> _RECORDS FOR THE EXERCISE_
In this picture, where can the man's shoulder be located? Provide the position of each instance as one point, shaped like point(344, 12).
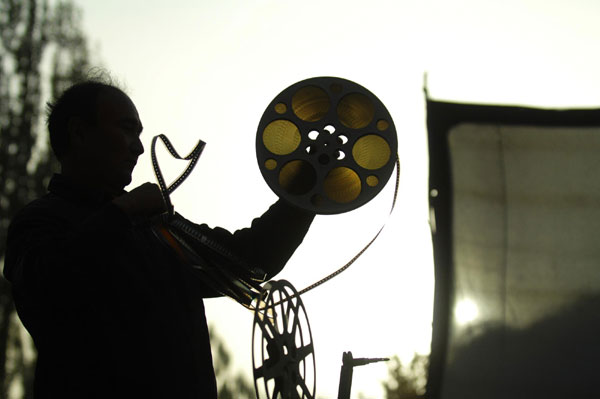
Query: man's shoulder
point(48, 205)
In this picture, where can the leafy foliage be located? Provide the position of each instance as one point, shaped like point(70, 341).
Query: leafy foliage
point(407, 381)
point(42, 50)
point(230, 385)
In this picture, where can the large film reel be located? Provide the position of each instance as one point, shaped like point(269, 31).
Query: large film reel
point(327, 145)
point(282, 348)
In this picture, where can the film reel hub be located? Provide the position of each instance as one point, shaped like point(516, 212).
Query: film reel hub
point(326, 144)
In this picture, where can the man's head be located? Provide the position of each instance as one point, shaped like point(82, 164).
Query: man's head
point(94, 132)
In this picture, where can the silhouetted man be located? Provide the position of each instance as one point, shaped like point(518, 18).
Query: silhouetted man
point(112, 311)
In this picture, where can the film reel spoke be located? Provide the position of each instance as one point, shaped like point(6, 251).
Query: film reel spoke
point(326, 144)
point(282, 351)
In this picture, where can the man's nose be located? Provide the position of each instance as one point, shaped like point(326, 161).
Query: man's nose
point(137, 147)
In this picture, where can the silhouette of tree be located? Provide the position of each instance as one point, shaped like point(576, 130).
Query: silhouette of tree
point(230, 385)
point(42, 50)
point(406, 381)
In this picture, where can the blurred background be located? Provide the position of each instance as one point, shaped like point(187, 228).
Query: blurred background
point(207, 70)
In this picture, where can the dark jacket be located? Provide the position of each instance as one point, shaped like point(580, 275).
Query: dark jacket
point(112, 311)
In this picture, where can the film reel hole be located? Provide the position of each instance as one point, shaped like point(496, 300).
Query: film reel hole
point(281, 137)
point(372, 181)
point(371, 152)
point(310, 103)
point(342, 185)
point(323, 159)
point(355, 110)
point(280, 108)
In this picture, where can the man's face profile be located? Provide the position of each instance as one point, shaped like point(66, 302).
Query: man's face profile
point(108, 148)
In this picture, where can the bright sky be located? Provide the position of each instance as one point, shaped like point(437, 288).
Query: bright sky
point(207, 70)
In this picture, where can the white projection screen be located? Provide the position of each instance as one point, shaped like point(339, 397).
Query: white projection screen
point(515, 208)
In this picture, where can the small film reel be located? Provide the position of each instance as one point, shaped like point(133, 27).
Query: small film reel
point(327, 145)
point(283, 356)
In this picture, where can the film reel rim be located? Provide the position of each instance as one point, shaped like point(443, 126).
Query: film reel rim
point(290, 360)
point(315, 199)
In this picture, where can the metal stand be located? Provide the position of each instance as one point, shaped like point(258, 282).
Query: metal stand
point(348, 364)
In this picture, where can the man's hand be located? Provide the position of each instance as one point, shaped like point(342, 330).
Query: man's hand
point(142, 202)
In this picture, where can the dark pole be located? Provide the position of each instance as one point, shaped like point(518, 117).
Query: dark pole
point(348, 364)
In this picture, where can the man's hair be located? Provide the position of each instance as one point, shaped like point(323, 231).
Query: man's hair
point(79, 100)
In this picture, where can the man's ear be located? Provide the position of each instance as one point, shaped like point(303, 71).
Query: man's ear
point(76, 129)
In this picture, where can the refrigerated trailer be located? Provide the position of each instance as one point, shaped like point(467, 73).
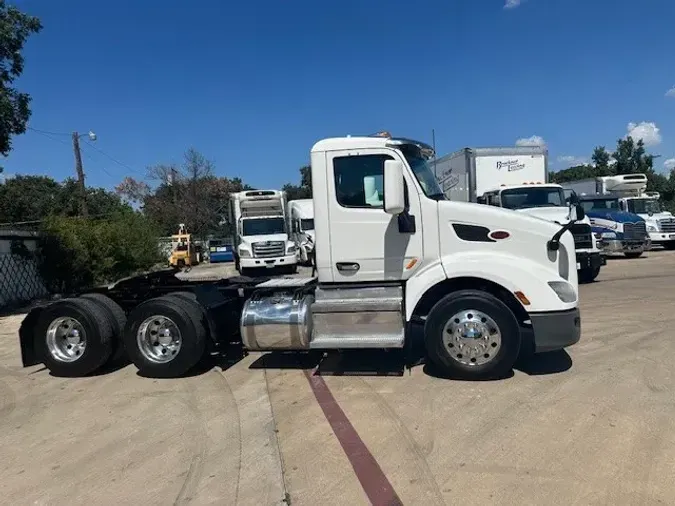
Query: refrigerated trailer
point(517, 178)
point(482, 283)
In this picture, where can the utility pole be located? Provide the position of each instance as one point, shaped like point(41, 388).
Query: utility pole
point(84, 209)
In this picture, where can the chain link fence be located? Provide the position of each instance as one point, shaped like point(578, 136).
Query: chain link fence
point(20, 281)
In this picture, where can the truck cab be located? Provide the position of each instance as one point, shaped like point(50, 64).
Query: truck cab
point(633, 198)
point(618, 231)
point(547, 201)
point(261, 234)
point(302, 228)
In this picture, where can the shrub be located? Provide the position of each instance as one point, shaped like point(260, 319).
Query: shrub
point(76, 253)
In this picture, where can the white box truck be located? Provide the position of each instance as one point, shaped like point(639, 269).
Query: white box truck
point(302, 228)
point(261, 231)
point(478, 283)
point(517, 178)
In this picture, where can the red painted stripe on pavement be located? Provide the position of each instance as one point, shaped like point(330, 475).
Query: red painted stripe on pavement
point(375, 484)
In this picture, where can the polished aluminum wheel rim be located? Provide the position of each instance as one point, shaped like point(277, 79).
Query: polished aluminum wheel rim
point(66, 339)
point(472, 337)
point(159, 339)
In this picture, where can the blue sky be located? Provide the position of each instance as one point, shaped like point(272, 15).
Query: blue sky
point(252, 85)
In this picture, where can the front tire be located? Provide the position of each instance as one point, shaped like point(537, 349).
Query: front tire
point(471, 334)
point(588, 275)
point(74, 337)
point(165, 337)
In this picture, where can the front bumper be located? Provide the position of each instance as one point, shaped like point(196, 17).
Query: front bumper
point(590, 260)
point(555, 330)
point(270, 263)
point(660, 237)
point(619, 246)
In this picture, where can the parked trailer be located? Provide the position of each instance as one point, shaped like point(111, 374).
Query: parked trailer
point(484, 284)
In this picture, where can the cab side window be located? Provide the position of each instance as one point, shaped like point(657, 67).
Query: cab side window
point(359, 180)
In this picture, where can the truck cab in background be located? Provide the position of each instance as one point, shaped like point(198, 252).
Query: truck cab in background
point(515, 178)
point(548, 202)
point(302, 228)
point(618, 232)
point(261, 231)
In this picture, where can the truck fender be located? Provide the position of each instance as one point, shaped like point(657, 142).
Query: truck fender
point(27, 337)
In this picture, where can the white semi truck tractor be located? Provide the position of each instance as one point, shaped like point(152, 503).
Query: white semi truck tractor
point(630, 190)
point(517, 178)
point(261, 231)
point(302, 228)
point(482, 284)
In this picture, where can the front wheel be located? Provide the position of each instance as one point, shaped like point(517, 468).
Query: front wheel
point(588, 275)
point(471, 334)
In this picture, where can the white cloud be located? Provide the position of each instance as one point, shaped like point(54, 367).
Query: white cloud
point(647, 131)
point(512, 4)
point(535, 140)
point(572, 161)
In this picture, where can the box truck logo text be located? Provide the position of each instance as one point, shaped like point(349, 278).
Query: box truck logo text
point(510, 165)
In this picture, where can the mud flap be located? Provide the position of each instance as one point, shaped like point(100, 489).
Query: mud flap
point(27, 337)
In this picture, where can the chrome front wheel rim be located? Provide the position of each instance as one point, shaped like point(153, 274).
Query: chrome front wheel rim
point(472, 337)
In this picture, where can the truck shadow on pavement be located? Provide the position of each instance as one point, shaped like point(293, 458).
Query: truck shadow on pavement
point(393, 363)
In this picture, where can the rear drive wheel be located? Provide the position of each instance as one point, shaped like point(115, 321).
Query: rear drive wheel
point(471, 334)
point(74, 337)
point(119, 319)
point(165, 337)
point(588, 275)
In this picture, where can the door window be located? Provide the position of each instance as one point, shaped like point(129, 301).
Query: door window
point(359, 180)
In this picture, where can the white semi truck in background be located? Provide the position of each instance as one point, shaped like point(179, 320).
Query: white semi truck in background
point(479, 284)
point(630, 190)
point(261, 231)
point(301, 213)
point(517, 178)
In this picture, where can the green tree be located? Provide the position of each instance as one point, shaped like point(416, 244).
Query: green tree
point(34, 198)
point(15, 29)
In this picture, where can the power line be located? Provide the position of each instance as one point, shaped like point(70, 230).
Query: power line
point(112, 159)
point(46, 131)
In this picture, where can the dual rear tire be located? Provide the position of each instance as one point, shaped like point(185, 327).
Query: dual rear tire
point(164, 337)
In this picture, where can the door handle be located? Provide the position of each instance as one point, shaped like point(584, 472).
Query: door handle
point(347, 266)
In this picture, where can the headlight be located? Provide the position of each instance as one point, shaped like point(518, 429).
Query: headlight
point(563, 290)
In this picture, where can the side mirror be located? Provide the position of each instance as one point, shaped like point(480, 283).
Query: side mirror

> _STATED GOAL_
Can you retype all of the data above word for word, omitting the pictures?

> _ANSWER FOR THIS EXERCISE_
In this picture, where can the man's shoulder be located? Provide the position of each instance as one point, shaped like point(344, 12).
Query: man's shoulder
point(48, 205)
In this picture, where can the leafy foliage be located? Provide the position of each instance as one point, shaped like point(70, 341).
Query: leafy foliage
point(407, 381)
point(42, 50)
point(230, 385)
In this picture, where can the large film reel be located? Provide the position of each instance as one point, shaped like point(269, 31).
Query: large film reel
point(327, 145)
point(282, 348)
In this picture, where can the film reel hub be located? Provide the position of each instance as one point, shaped like point(516, 212).
Query: film reel hub
point(326, 144)
In this picture, where can the man's head be located? Provide the position of each instance as one point, shaped like point(82, 164).
Query: man's head
point(94, 132)
In this picture, where can the silhouetted man be located? Provide the position of each instance as one point, shaped like point(518, 18).
Query: silhouetted man
point(112, 311)
In this picture, where can the film reel spoke be located? Provide the position of each instance as one point, shaped like point(6, 251).
Query: film reel spoke
point(326, 144)
point(282, 351)
In this picture, where can the man's nose be located? Provide the position of each instance as one point, shaped like point(326, 161).
Query: man's nose
point(137, 147)
In this picture, where can the silhouette of tree be located? Provide the position of each instance as one point, shaped like point(576, 130).
Query: silhouette of tree
point(230, 385)
point(42, 50)
point(406, 381)
In this picture, where can the blurred background be located? Provide the position of each instance as one point, shaped like point(187, 228).
Query: blurred background
point(207, 70)
In this picture, where can the dark jacket be located? Provide the position of each instance as one point, shaped like point(580, 275).
Query: dark jacket
point(112, 311)
In this picture, where can the film reel hole be located? Provide the position of each instance as one point, shaped like point(496, 300).
Query: film reel hole
point(281, 137)
point(372, 181)
point(371, 152)
point(310, 103)
point(342, 185)
point(323, 159)
point(355, 110)
point(280, 108)
In this picture, where can the man's face profile be located? Provide the position of each instance as one point, shaped like point(66, 302).
Query: man's face profile
point(108, 148)
In this picture, where can the bright sky be located? Provide the position of each instance as one point, shaped like point(437, 288).
Query: bright sky
point(207, 70)
In this picture, where can the white projection screen be located? Provide the position of each instance as one point, shaped like point(339, 397).
Query: white projection screen
point(515, 208)
In this picture, where can the small film reel be located? Provide the position of each instance as one point, shaped like point(133, 27).
Query: small film reel
point(327, 145)
point(283, 356)
In this picture, where can the film reel rim be located? Provide the position of each instance as one point, shaped like point(443, 126).
Query: film reel rim
point(290, 360)
point(315, 199)
In this picture, where can the metal stand be located? Provide the position of each instance as one point, shaped like point(258, 282).
Query: metal stand
point(348, 364)
In this picture, where can the man's hand be located? Provide the position of each instance as one point, shaped like point(342, 330).
Query: man's hand
point(142, 202)
In this picture, where can the dark pole be located? Provide the position of each instance as one point, shaped like point(518, 117).
Query: dark pole
point(348, 364)
In this picture, where can the man's hair be located? Provide the position of each instance as one point, shaped like point(323, 231).
Query: man's hair
point(79, 100)
In this picture, where can the man's ear be located? Provide the position of each instance as one point, shaped like point(303, 71).
Query: man's ear
point(76, 129)
In this picture, where can the refrigerated trailer be located? Provide the position of each instance as one point, shaped like point(467, 73).
Query: refrigerated trailer
point(517, 178)
point(482, 283)
In this picture, where can the utility pole be located? Provide the position of each instance as one point, shaped like point(41, 388).
Query: utility pole
point(84, 209)
In this picture, where can the chain link fence be located? Provide the position of each instance as one point, shaped like point(578, 136).
Query: chain link fence
point(20, 281)
In this picture, where can the truck cab be located? Provide the position of each instance as one point, shaped like point(50, 64).
Query: truck cab
point(633, 198)
point(618, 231)
point(547, 201)
point(261, 234)
point(302, 228)
In this picture, where can the shrub be located? Provide the position of each instance as one point, shaped like point(260, 319).
Query: shrub
point(76, 253)
In this picture, where can the white box truck be located? Provide the position of each instance as one point, shaped like point(639, 269).
Query: white box truck
point(302, 228)
point(261, 231)
point(478, 283)
point(517, 178)
In this picture, where can the red painted stripe on pavement be located? Provide the position of each instance as one point, shaped like point(330, 475).
Query: red painted stripe on pavement
point(375, 484)
In this picture, where can the polished aluminum wheel rim be located? Provide the position of each instance as one point, shaped like point(277, 79).
Query: polished aluminum wheel rim
point(66, 339)
point(472, 337)
point(159, 339)
In this picture, where can the blue sky be located? Provide the position of each instance as one point, shaped like point(272, 15).
Query: blue sky
point(252, 85)
In this picture, where can the front tire be located? Provide the position of each instance as one point, shaped like point(537, 349).
Query: front tire
point(471, 334)
point(588, 275)
point(74, 337)
point(165, 337)
In this picture, where can the front bumper be located? Provide the position of each instance as one point, shaped like point(196, 17).
Query: front bumper
point(590, 260)
point(555, 330)
point(270, 263)
point(660, 237)
point(619, 246)
In this picture, where can the parked trailer be located? Provide the position of each instance as one point, shaped like point(111, 374).
Query: parked trailer
point(484, 284)
In this picture, where can the cab side window be located? Provide the position of each instance as one point, shaped like point(657, 67).
Query: cab side window
point(359, 180)
In this picture, where can the truck cab in background be located? Provide the position of each instance as one point, shaped like point(198, 252).
Query: truck cab in background
point(515, 178)
point(548, 202)
point(302, 228)
point(618, 232)
point(261, 231)
In this picture, where can the truck fender be located? Provide the position of each instance as one point, shaped like point(657, 142).
Query: truck fender
point(27, 337)
In this picture, where can the white semi truck tractor be located? Provide the position of each instance as one point, shaped like point(152, 503).
Query: white semi truck tractor
point(630, 190)
point(517, 178)
point(261, 231)
point(302, 228)
point(482, 284)
In this picture, where can the front wheel be located? Provide the position of each instance as one point, shaped like point(517, 468).
Query: front wheel
point(588, 275)
point(471, 334)
In this picture, where can the white cloud be located? Provide the position of each instance as one point, shaped like point(54, 367).
Query: white cloud
point(647, 131)
point(512, 4)
point(535, 140)
point(572, 161)
In this picture, where can the box truck logo text be located? Provide the position of each instance as one point, shaped like point(349, 278).
Query: box truck logo text
point(510, 165)
In this picture, where can the mud flap be located? Provide the position of each instance as one point, shaped like point(100, 489).
Query: mud flap
point(27, 337)
In this picture, where can the chrome front wheel rim be located? Provide the position of each instance as one point, shaped like point(153, 274).
Query: chrome front wheel rim
point(472, 337)
In this picture, where can the truck shadow on pavement be located? Provide the position of each instance as one point, shaped like point(293, 458).
Query: truck shadow on pavement
point(393, 363)
In this picture, where can the rear drive wheel be located? Provide the position of each instance as one point, shaped like point(115, 321).
Query: rear drive wheel
point(471, 334)
point(74, 337)
point(119, 319)
point(165, 337)
point(588, 275)
In this picture, where can the door window be located? Provide the position of each instance as one point, shaped like point(129, 301).
Query: door window
point(359, 180)
In this picture, where can the white semi truck in background be located? Provide the position of each instance as one point, shaped like point(179, 320).
Query: white semi truck in background
point(479, 284)
point(630, 190)
point(261, 231)
point(301, 213)
point(517, 178)
In this picture, where can the green tree be located? Provide the position of each instance as one point, shaped like point(416, 244).
Query: green tree
point(34, 198)
point(15, 29)
In this picture, where can the power line be located? Provide the position of each instance as one point, shaped like point(70, 230).
Query: power line
point(112, 159)
point(46, 131)
In this picture, where can the dual rear tire be located? Provide the position of each instance as one point, shaped like point(185, 327).
Query: dual rear tire
point(164, 337)
In this picture, where can the door handle be located? Provide the position of each instance as one point, shaped like point(584, 472).
Query: door handle
point(347, 266)
In this picture, where can the headlight be located? Provide the position of each instance as one point, shaped like point(518, 429).
Query: headlight
point(563, 290)
In this picture, where can the side mirror be located? Provide the position of each instance as one point, shaped like point(480, 283).
Query: side mirror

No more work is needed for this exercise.